## What this exercise asks
1. Answer these questions using the reviews of Nadia Myre and Evan Lee.
(a) What materials did Myre give participants to illustrate their "scars"?
(b) What did Lee make from newswire photos of smuggled Tamil asylum-seekers?
(c) What was the name of the vessel that harbored the refugees?
2. Extend the reviews of Nadia Myre and Evan Lee by writing the next paragraph after the final sentence.

## Extract

Nadia Myre invited hundreds of participants to illustrate their physical and emotional “scars” using canvas, scissors, pencils and thread. While good art therapy doesn’t always make for good art, Myre’s clinical handling of private pain makes for complicated viewing. She organizes the identical square canvases visually and thematically, the surfaces transitioning from intact to violently shredded while recurring motifs like hands and hearts cluster together on the wall. Arranged like graphs, individual expressions become visual data. Seeing them together is a reminder we’re less alone — if also less unique — than we might imagine.
Evan Lee examines how anonymous ethnic and political “Others” are constructed in the media and in the public imagination. Working from indistinct newswire photos, he’s pieced together oil portraits of smuggled Tamil asylum-seekers, solidifying their identities. He layers clouds of black ink over blurry images of masked protesters, further obscuring theirs. Vitrines packed with 3D-printed models, digital renderings, newspaper clippings, photographs and political cartoons examine the seizure of the Ocean Lady (the vessel harbouring the refugees) from countless angles, expanding our perspective of the event but promising little in the way of clarity.

Region pointing data:
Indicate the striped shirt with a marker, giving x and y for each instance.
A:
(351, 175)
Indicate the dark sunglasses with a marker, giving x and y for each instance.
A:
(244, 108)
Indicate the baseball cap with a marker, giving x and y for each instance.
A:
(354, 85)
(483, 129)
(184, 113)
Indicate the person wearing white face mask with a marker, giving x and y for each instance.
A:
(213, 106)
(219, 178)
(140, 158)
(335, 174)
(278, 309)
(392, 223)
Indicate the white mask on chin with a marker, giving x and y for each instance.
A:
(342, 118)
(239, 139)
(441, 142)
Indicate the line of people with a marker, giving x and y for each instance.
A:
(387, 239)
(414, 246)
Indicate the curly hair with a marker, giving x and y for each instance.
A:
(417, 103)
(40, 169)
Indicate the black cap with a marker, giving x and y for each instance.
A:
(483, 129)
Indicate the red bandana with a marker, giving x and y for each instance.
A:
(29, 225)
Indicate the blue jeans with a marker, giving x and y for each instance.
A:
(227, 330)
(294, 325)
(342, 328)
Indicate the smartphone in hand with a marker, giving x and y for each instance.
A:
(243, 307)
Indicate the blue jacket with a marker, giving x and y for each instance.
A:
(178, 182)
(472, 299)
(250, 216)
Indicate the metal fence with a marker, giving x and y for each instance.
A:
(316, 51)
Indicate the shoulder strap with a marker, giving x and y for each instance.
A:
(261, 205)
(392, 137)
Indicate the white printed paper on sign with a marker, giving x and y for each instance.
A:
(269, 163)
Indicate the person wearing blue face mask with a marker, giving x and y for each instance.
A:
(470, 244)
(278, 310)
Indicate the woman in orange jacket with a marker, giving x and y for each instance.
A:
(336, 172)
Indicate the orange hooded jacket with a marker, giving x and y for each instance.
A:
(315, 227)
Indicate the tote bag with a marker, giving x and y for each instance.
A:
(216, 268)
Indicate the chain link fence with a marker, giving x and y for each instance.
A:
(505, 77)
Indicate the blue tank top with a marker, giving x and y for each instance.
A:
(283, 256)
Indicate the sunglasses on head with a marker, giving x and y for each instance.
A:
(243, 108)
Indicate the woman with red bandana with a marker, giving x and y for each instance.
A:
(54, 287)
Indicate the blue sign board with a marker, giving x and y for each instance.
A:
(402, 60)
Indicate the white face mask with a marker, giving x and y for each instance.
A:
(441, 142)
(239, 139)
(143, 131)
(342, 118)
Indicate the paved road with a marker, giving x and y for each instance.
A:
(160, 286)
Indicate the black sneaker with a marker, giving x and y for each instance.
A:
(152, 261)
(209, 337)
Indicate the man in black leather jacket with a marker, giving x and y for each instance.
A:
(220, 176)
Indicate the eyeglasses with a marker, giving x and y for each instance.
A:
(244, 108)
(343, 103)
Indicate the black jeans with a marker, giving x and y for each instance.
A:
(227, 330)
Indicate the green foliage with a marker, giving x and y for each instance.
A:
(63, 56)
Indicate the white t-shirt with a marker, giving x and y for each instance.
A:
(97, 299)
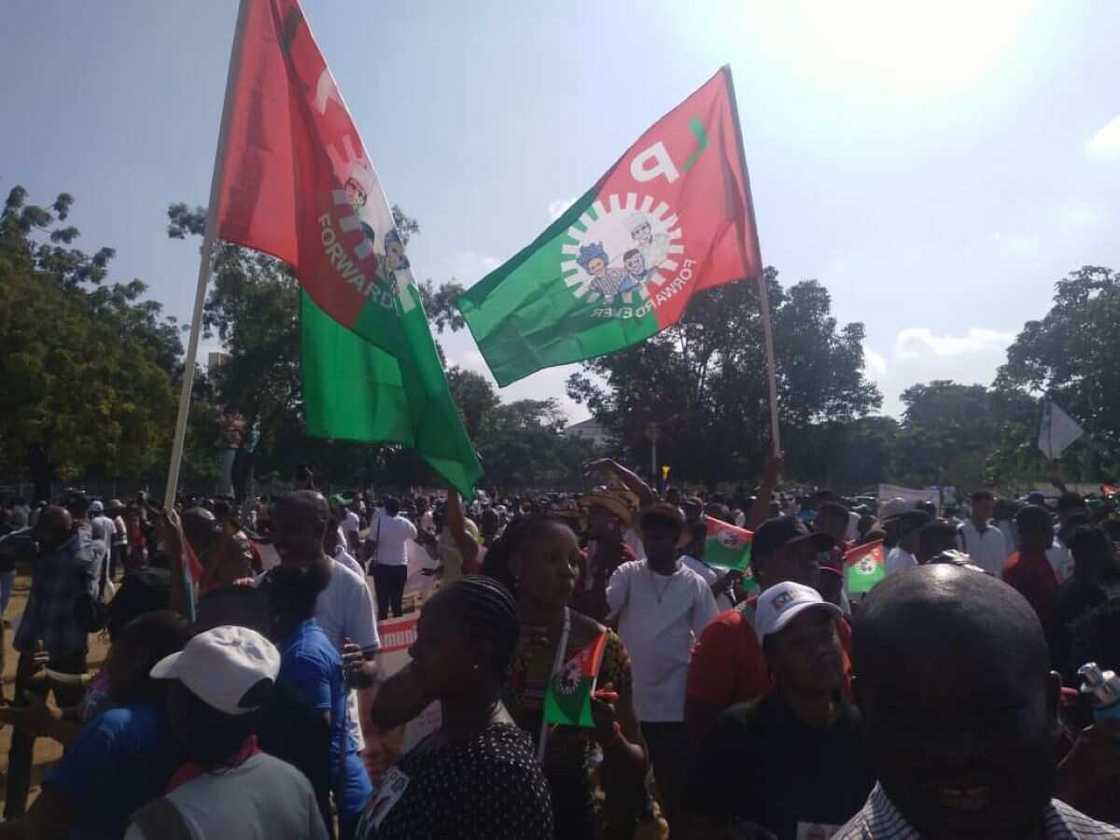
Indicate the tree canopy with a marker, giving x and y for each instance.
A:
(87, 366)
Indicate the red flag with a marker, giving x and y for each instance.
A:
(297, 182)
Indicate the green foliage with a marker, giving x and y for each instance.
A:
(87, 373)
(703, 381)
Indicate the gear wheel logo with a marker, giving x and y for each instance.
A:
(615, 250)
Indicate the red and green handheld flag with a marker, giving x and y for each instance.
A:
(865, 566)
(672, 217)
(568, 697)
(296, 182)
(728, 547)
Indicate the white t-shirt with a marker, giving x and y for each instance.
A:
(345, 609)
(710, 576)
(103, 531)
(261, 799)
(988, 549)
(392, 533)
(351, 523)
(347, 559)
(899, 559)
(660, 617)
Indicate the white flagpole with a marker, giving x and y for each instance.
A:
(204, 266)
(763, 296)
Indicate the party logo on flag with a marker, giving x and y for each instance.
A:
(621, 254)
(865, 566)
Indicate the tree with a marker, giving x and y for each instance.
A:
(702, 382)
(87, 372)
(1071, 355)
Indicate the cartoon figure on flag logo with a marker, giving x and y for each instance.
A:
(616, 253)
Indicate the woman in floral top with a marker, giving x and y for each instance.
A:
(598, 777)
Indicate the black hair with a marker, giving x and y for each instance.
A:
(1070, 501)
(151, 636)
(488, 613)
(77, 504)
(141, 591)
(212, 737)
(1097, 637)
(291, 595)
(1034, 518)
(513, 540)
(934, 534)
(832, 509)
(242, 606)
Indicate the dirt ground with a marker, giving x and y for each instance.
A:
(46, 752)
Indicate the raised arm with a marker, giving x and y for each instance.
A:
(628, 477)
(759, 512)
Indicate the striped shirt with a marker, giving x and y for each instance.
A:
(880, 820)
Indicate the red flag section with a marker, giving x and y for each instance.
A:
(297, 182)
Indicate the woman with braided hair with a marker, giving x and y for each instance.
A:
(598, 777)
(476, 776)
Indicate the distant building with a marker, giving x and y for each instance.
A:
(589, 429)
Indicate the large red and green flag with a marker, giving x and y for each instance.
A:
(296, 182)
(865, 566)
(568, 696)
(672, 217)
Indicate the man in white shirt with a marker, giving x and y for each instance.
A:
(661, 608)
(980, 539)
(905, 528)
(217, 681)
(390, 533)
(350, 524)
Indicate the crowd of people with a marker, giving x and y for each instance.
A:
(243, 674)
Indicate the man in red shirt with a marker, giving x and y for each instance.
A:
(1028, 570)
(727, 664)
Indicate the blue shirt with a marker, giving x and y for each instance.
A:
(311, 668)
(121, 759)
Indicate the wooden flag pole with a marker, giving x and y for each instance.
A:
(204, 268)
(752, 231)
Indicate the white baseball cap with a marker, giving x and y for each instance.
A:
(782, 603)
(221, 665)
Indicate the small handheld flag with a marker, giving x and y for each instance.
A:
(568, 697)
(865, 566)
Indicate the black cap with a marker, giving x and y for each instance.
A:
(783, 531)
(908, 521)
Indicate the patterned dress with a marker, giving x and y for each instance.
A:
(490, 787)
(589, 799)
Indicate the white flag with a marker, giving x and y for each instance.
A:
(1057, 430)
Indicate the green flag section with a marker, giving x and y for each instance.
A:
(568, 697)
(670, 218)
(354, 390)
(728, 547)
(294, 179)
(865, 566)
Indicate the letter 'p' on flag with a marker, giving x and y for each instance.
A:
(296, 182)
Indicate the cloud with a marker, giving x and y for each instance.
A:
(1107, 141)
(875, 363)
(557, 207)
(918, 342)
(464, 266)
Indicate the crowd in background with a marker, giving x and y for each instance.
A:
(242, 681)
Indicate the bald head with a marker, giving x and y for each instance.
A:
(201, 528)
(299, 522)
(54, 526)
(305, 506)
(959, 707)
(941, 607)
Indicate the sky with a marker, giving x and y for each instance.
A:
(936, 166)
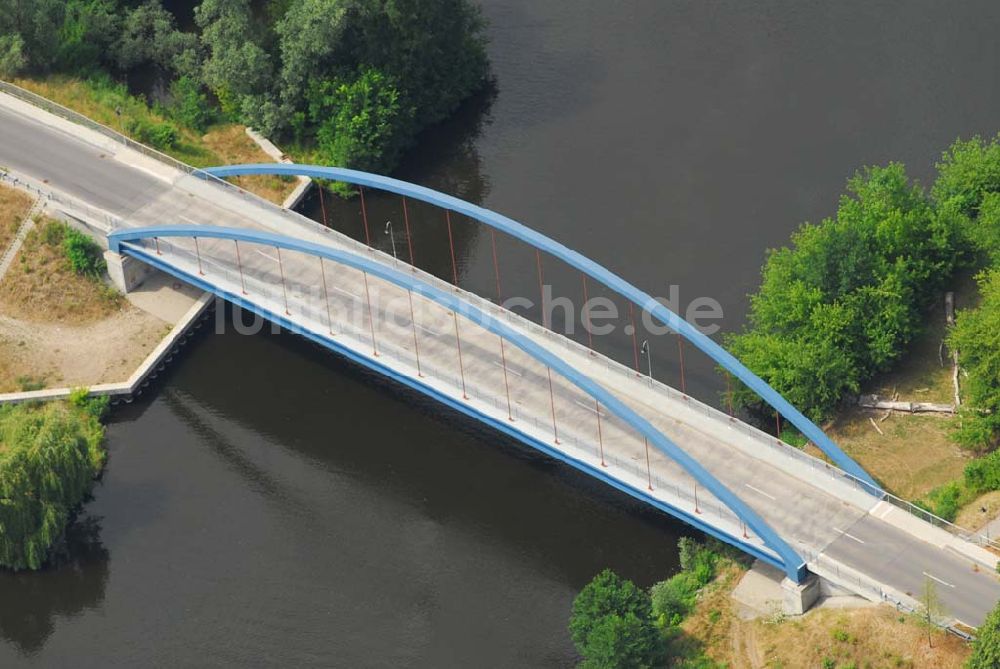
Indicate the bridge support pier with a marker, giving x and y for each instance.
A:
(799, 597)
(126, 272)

## Task responses
1.
(a) Canvas, scissors, pencils and thread.
(b) Oil portraits.
(c) The Ocean Lady.

2.
Perhaps surprisingly, Chris Curreri’s traditional black-and-white photographs of smushed, extruded and reconstituted clay (taken while he was enrolled in a ceramics class) keep viewers teetering on the edge between desire and disgust. Translated into seductive silver tones, the clay takes on the character of smooth skin one minute, excrement and torn flesh the next. Medusa, a faceless concrete bust of an androgynous bodybuilder, confounds distinctions between male and female, hardness and softness, inert material and flesh.
Sackville, N.B.-based Graeme Patterson reinvigorates another slightly antiquated medium, creating dense, disorienting stop-motion animations that spill over into live-action video and sculptural installation. Ostensibly the story of an anthropomorphic bison and anthropomorphic cougar who are friends, Secret Citadel (presented as a video projection and a selection of Patterson’s finely-crafted, animal-headed stop-motion models) creates a dark, fantastical world unto itself.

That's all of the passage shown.